## Tasks and exercises
1. Reproduce word for word the stretch of the esketamine article from "Esketamine: A New" through "a rapid-acting drug.".
2. Which acronyms appear in the esketamine article? List every one.
3. Pick up the esketamine article after its final sentence and write its next few sentences.

## Provided text
================

Esketamine: A New Treatment for Patients with TRD


Neil Mehta, Staff Writer

Recently, the FDA approved an alternative treatment for depression: a ketamine-like medication known as esketamine. This motion could open new doors for treatments of patients who do not respond to other medications as a rapid-acting drug.

Major Depressive Disorder, or MDD, is one of the most common mental disorders in the United States. Up to one-third of individuals with depression have a condition known as TRD, or treatment resistant depression. This situation arises when patients fail to respond to a traditional treatment of antidepressant medications. Generally, dosage increases and changes in medication have been used to respond to TRD in patients with depression.

Ketamine (or ketamine derivatives) have been previously discussed as a fast-acting treatment for depression. A 2014 study found that ketamine was associated with “a significant clinical improvement in depressive symptoms within hours after administration,” in addition to a decrease in suicide ideation.

================

## Information shown
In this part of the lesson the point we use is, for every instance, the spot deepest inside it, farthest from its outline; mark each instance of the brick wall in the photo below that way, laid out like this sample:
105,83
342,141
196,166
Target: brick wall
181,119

================

## Outputs for the tasks
1.
Esketamine: A New Treatment for Patients with TRD


Neil Mehta, Staff Writer

Recently, the FDA approved an alternative treatment for depression: a ketamine-like medication known as esketamine. This motion could open new doors for treatments of patients who do not respond to other medications as a rapid-acting drug.

2. FDA, MDD, TRD

3.
The approval of Esketamine (delivered as a nasal spray), is an opportunity to use a fast-acting solution that is tightly regulated to comply with safety concerns, as the drug could act similarly to the more potent recreational ketamine for some patients.

Because some researchers remain concerned that esketamine acts similar to opioid drugs, it is required that patients fail to respond to more than one antidepressant before esketamine is administered. In addition, side effects such as dizziness and lethargy mean that recipients of the drug can’t get behind the wheel until they’ve had a full night of sleep. Regardless, the drug could be a promising new option for individuals with TRD.